- [What this task involves]:
Copy each of the records below word for word, keeping every line as it stands.

- [Supplied data]:

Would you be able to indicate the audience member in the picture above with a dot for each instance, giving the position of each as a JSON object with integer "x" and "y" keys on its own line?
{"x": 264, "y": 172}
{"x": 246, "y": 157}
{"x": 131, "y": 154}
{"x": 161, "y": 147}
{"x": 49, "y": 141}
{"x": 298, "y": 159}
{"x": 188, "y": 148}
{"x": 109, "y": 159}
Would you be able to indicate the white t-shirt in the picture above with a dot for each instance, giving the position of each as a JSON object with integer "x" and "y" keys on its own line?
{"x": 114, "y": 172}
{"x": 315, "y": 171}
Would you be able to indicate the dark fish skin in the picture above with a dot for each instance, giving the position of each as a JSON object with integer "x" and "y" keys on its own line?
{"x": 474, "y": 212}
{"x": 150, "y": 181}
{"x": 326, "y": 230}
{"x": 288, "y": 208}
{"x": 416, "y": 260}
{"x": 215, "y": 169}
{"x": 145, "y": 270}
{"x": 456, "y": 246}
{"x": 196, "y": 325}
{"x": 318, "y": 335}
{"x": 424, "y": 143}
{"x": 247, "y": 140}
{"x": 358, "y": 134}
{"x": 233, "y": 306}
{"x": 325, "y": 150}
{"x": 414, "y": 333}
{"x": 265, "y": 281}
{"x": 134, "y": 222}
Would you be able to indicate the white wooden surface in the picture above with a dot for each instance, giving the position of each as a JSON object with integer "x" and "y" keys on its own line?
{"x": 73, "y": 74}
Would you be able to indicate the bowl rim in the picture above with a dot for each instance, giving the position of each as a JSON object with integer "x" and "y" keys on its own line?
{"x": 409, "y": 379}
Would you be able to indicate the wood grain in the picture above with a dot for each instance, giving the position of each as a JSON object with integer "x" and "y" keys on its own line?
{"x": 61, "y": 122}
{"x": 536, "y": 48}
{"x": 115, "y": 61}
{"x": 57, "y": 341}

- [Exercise solution]:
Would you be able to indicate the audience member in the picture above with a dot for each instance, giving the position of each as a JSON object with integer "x" and "y" keys on its own line?
{"x": 264, "y": 172}
{"x": 246, "y": 157}
{"x": 131, "y": 154}
{"x": 161, "y": 147}
{"x": 49, "y": 141}
{"x": 298, "y": 159}
{"x": 188, "y": 148}
{"x": 109, "y": 159}
Would you be able to indicate the white t-shirt in the picture above with a dot for each instance, giving the position of each as a JSON object with integer "x" and "y" keys on its own line?
{"x": 114, "y": 172}
{"x": 315, "y": 171}
Would you be able to indicate the dark fish skin in the picture above with a dot for each instance, giving the position of each as a JSON object with integer "x" and "y" keys on its own line?
{"x": 474, "y": 212}
{"x": 150, "y": 181}
{"x": 326, "y": 230}
{"x": 288, "y": 208}
{"x": 416, "y": 260}
{"x": 215, "y": 169}
{"x": 145, "y": 270}
{"x": 456, "y": 246}
{"x": 196, "y": 325}
{"x": 318, "y": 335}
{"x": 424, "y": 143}
{"x": 247, "y": 140}
{"x": 358, "y": 134}
{"x": 233, "y": 306}
{"x": 325, "y": 150}
{"x": 414, "y": 333}
{"x": 265, "y": 281}
{"x": 134, "y": 222}
Would you be able to indicate the white wooden surface in the picture above with a dot for each instance, giving the position of each as a JSON object with integer "x" and "y" keys on its own line?
{"x": 73, "y": 74}
Would you be able to indicate the bowl rim in the picture above with a dot for each instance, giving the position of each as a JSON object with integer "x" and "y" keys on its own line?
{"x": 409, "y": 379}
Would you be able to indicate the wood grain in the picture above with a dot for each instance, giving the position of each as a JSON object with integer "x" and "y" keys on its own line?
{"x": 61, "y": 122}
{"x": 536, "y": 48}
{"x": 115, "y": 61}
{"x": 57, "y": 341}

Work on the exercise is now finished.